▶ **Exercise requirements**
Start at the first line of the material. Repeat each line exactly through the one containing "Target: fluorescent light strip", then stop.

[Start of Attachment]

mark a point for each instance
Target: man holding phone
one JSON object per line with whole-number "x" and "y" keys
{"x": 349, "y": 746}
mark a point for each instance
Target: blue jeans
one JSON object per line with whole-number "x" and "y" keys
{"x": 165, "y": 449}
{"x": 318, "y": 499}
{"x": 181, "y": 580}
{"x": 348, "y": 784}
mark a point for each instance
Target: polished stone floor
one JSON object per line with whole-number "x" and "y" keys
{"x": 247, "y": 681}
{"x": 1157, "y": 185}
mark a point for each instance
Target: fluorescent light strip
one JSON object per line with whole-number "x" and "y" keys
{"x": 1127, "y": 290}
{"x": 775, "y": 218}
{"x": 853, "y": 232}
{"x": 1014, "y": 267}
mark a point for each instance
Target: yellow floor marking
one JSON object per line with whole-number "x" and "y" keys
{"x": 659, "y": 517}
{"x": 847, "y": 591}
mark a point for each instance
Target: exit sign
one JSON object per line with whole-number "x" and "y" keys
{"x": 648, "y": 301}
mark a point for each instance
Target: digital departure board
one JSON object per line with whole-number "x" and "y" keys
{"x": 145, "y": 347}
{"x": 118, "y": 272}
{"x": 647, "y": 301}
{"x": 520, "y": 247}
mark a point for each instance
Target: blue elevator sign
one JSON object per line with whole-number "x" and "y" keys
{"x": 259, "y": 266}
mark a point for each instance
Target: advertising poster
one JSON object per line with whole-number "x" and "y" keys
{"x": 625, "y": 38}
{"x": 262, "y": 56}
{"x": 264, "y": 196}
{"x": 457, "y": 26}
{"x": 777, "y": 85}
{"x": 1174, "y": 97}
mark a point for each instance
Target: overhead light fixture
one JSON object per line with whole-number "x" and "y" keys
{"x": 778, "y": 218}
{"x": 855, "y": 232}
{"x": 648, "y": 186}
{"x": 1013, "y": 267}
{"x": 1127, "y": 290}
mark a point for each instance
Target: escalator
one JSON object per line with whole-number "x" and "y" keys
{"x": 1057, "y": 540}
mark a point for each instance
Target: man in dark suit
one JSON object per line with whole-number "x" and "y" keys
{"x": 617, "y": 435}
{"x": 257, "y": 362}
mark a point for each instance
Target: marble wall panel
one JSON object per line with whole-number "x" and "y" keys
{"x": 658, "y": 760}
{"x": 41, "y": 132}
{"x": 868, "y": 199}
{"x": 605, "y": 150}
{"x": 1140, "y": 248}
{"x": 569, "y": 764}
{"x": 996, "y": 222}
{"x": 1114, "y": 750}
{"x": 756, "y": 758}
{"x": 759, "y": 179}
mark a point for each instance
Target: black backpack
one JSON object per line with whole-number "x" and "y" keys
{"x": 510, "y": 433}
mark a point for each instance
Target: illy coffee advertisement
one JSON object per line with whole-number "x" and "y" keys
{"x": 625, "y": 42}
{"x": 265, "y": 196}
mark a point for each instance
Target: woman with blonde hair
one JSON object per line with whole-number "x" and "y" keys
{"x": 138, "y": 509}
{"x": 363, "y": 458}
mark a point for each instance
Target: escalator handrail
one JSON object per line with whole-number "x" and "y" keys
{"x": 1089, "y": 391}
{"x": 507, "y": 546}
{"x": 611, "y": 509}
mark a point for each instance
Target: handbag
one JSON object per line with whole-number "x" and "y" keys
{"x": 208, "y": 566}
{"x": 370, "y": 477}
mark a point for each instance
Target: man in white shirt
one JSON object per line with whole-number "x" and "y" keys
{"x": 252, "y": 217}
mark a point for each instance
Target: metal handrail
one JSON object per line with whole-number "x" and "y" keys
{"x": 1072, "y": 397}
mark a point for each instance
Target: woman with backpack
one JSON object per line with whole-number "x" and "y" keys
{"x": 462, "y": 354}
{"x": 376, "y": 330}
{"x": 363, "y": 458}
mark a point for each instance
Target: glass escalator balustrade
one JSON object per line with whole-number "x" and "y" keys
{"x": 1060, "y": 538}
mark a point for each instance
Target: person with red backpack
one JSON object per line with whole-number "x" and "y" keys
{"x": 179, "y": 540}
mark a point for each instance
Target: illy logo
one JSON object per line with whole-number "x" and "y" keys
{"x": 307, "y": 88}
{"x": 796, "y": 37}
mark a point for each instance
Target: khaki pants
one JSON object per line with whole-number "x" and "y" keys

[End of Attachment]

▶ **Your solution**
mark a point for each instance
Target: man holding phone
one JSON object per line with whole-number "x" and "y" keys
{"x": 349, "y": 746}
mark a point for each instance
Target: blue jeans
one JSON object per line with whole-number "x" and "y" keys
{"x": 165, "y": 449}
{"x": 318, "y": 499}
{"x": 181, "y": 580}
{"x": 348, "y": 784}
mark a point for each instance
Target: polished stone floor
one JSON object per line with whole-number "x" and "y" keys
{"x": 247, "y": 681}
{"x": 1157, "y": 185}
mark a point for each instance
Target: fluorescent light strip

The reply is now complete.